Stored dataset items
----
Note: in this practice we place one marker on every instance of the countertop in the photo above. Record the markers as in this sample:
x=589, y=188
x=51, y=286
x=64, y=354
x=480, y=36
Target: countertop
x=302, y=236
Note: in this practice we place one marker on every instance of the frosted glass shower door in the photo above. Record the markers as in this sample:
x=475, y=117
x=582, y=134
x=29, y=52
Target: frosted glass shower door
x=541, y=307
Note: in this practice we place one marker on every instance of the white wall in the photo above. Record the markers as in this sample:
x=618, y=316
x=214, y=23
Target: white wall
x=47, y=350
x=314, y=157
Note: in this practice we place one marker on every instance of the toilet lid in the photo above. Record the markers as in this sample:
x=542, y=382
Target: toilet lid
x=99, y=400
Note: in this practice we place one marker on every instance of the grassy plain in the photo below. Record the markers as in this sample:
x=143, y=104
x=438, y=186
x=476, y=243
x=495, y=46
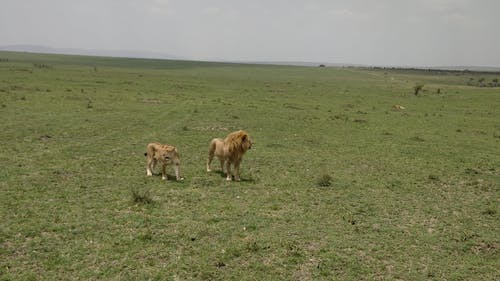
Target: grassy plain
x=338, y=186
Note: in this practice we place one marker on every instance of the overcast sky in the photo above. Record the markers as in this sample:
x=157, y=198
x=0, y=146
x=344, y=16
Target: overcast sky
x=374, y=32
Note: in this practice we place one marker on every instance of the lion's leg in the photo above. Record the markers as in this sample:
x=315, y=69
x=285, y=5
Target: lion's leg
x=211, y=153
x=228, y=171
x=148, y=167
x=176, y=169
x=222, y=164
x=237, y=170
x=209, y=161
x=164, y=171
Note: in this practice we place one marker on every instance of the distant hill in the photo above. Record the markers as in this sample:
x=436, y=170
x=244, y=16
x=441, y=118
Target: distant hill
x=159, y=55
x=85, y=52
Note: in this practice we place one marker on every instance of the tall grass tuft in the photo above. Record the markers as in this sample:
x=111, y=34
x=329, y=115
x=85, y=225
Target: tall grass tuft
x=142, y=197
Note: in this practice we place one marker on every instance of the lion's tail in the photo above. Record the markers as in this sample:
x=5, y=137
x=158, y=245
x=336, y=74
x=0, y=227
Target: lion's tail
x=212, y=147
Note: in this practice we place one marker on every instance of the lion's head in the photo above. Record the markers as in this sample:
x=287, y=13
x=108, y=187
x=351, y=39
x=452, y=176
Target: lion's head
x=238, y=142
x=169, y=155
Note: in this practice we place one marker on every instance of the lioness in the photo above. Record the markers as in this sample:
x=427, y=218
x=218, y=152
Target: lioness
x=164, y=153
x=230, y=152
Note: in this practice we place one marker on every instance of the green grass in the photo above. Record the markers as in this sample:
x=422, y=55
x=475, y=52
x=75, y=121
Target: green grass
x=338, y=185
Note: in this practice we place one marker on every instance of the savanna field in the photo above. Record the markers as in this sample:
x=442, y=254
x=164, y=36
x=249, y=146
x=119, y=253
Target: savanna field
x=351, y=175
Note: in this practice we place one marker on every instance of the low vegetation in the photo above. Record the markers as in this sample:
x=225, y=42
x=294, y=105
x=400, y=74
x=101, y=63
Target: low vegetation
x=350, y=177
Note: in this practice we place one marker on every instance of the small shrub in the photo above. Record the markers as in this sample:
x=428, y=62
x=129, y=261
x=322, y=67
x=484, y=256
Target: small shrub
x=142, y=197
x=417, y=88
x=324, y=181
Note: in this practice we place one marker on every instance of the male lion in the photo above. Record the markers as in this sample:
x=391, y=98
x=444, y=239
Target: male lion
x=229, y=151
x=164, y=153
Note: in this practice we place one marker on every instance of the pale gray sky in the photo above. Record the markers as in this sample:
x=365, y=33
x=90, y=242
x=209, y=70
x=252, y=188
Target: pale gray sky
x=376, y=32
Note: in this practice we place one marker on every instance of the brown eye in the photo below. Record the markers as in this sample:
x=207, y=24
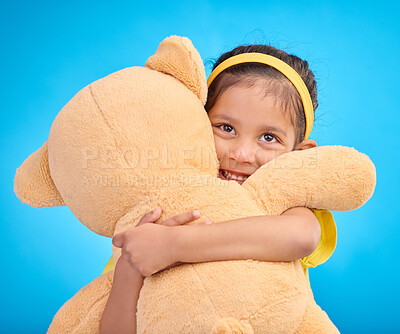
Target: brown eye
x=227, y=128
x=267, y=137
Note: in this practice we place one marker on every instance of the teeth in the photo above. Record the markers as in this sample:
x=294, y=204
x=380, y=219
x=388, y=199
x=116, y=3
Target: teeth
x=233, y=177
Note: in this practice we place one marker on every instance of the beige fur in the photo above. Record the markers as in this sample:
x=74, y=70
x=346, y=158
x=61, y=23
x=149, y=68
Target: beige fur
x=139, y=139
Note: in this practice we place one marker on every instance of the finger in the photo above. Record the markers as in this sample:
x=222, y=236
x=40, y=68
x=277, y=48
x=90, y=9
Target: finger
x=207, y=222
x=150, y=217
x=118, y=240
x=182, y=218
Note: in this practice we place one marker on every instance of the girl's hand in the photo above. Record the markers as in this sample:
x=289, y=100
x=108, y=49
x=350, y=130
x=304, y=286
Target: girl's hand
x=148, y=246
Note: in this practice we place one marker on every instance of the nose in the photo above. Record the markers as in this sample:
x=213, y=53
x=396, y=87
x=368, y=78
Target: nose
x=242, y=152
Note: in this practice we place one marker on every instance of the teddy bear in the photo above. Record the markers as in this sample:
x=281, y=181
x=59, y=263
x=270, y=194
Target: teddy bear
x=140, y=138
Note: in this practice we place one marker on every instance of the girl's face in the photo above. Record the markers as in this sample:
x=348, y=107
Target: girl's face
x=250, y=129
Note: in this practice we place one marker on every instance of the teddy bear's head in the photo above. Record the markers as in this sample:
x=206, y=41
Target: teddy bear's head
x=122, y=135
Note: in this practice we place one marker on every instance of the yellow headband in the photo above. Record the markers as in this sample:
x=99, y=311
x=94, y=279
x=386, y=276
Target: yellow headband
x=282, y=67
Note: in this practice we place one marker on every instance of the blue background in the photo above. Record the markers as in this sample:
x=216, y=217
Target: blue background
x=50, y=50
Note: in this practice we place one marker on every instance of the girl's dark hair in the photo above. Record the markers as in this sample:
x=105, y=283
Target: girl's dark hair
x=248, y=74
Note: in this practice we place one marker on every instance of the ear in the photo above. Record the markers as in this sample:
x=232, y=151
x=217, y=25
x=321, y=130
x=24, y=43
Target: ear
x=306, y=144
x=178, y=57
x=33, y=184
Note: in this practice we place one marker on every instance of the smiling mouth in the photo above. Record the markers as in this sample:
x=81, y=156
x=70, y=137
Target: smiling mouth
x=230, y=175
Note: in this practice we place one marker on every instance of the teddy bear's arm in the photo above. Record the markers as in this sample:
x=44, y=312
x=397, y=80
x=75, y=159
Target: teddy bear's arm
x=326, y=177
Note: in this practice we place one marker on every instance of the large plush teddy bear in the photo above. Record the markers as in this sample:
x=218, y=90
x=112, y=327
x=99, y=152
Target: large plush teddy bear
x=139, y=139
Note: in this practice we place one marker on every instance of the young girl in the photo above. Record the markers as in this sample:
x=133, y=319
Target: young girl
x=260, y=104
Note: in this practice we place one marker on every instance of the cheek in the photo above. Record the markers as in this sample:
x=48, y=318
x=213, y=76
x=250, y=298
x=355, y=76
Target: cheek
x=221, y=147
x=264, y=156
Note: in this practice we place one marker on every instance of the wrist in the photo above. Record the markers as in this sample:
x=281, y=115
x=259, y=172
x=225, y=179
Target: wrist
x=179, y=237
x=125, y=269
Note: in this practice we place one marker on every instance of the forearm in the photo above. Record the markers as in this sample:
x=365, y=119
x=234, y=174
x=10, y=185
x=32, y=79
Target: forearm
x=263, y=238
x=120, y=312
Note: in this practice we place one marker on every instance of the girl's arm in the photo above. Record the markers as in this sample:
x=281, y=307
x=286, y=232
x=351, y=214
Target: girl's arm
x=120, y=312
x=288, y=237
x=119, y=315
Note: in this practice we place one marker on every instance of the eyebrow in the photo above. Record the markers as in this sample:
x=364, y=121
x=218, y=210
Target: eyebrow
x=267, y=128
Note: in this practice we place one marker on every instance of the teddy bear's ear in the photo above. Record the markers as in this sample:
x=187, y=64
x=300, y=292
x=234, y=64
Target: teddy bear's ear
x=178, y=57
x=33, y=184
----
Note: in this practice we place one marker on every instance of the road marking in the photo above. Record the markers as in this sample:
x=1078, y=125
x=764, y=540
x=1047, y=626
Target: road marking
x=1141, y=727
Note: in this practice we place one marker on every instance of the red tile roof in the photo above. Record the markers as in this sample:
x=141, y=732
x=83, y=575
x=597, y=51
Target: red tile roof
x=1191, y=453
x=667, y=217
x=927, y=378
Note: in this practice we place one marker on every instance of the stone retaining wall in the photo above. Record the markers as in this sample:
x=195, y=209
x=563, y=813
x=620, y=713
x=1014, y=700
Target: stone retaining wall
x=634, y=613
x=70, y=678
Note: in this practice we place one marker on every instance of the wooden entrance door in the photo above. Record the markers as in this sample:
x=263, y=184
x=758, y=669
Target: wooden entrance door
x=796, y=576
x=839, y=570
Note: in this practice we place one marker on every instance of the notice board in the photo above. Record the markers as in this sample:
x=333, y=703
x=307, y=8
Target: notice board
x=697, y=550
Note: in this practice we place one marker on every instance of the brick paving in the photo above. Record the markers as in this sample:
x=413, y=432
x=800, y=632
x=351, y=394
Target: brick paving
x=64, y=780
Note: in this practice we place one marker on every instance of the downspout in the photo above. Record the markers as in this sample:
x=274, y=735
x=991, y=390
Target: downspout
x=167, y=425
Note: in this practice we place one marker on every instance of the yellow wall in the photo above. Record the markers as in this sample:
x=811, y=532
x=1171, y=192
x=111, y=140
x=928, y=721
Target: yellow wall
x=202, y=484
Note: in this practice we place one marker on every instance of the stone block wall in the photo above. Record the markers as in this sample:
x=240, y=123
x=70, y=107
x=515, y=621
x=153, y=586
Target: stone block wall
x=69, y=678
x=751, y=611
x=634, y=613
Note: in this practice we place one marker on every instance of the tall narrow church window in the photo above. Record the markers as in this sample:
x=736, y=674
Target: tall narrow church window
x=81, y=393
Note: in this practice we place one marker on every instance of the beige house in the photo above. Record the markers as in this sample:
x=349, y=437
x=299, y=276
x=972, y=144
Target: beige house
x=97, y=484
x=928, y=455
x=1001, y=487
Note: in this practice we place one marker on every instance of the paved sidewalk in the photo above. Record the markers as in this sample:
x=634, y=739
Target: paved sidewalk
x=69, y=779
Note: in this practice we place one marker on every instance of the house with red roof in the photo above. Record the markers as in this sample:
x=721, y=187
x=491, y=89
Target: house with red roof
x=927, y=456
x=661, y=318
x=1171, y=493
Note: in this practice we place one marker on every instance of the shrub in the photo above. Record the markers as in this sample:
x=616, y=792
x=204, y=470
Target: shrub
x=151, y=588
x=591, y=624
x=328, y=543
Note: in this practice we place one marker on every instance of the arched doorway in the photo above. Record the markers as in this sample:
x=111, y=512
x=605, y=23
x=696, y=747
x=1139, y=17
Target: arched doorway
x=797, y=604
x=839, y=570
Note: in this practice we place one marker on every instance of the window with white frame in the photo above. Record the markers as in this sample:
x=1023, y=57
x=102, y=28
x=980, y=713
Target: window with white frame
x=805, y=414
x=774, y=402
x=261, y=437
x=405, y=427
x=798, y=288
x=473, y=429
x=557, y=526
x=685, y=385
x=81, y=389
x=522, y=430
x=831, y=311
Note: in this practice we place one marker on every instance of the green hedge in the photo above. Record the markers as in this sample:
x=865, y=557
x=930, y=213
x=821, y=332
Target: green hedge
----
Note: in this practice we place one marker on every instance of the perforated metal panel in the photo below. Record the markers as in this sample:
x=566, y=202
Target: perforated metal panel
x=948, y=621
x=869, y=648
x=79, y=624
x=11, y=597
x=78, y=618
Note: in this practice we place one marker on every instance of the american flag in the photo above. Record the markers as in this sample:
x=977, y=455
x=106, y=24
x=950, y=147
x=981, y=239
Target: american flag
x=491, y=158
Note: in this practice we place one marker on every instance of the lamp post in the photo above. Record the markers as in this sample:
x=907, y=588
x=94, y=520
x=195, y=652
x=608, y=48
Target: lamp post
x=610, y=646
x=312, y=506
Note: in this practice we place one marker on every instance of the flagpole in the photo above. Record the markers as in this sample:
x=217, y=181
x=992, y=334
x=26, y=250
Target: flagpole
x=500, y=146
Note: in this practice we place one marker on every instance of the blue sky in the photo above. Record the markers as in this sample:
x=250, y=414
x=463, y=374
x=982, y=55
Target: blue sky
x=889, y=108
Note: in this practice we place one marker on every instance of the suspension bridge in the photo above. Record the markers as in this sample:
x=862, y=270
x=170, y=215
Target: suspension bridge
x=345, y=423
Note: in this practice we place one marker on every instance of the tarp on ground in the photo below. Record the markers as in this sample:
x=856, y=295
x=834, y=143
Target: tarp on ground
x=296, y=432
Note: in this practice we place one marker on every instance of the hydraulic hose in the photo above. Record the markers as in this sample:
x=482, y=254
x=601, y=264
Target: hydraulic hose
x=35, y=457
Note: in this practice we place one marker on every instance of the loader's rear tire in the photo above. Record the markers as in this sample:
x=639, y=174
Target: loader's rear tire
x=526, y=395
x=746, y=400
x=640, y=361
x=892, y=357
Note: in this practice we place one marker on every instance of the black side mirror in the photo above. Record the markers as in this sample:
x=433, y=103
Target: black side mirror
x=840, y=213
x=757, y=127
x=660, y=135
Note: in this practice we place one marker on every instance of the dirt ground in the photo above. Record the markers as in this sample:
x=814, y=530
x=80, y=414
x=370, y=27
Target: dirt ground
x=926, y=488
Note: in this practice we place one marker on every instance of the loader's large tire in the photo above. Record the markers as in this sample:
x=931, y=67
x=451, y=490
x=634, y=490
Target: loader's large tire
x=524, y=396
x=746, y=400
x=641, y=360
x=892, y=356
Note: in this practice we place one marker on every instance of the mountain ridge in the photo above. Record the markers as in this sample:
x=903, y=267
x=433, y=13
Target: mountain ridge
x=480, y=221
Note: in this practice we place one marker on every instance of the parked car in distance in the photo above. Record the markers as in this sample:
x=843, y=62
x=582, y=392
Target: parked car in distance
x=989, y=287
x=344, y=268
----
Quote verbatim everything in the data above from the line containing "of the overcast" down to the line containing "x=230, y=152", including both of those lines.

• Exercise response:
Note: in this practice we place one marker on every instance of the overcast sky in the photo above. Record the markers as in this sample:
x=157, y=198
x=0, y=146
x=344, y=16
Target: overcast sky
x=374, y=32
Note: in this practice we place one marker on every instance of the lion's leg in the photo above. Record the markers as in this sample:
x=315, y=69
x=285, y=5
Target: lion's leg
x=211, y=153
x=228, y=171
x=148, y=167
x=176, y=169
x=222, y=164
x=237, y=170
x=209, y=161
x=164, y=171
Note: in this practice we place one marker on every instance of the distant hill in the photo above. Record the markers as in this sample:
x=436, y=170
x=244, y=16
x=441, y=118
Target: distant hill
x=159, y=55
x=85, y=52
Note: in this practice we place one marker on every instance of the tall grass tuft in the photo above. Record the markers as in this sample:
x=111, y=34
x=329, y=115
x=85, y=225
Target: tall grass tuft
x=142, y=197
Note: in this practice we place one marker on every instance of the lion's tail in the photo above. Record the markers as in this sample:
x=5, y=137
x=158, y=245
x=336, y=74
x=0, y=227
Target: lion's tail
x=212, y=147
Note: in this practice we place one marker on every instance of the lion's head in the photo above. Record the markers as in this sample:
x=287, y=13
x=108, y=187
x=351, y=39
x=452, y=176
Target: lion's head
x=238, y=142
x=169, y=155
Note: in this practice we place one marker on every instance of the lioness in the photo above. Record the markers as in this sample:
x=427, y=218
x=218, y=152
Target: lioness
x=164, y=153
x=230, y=152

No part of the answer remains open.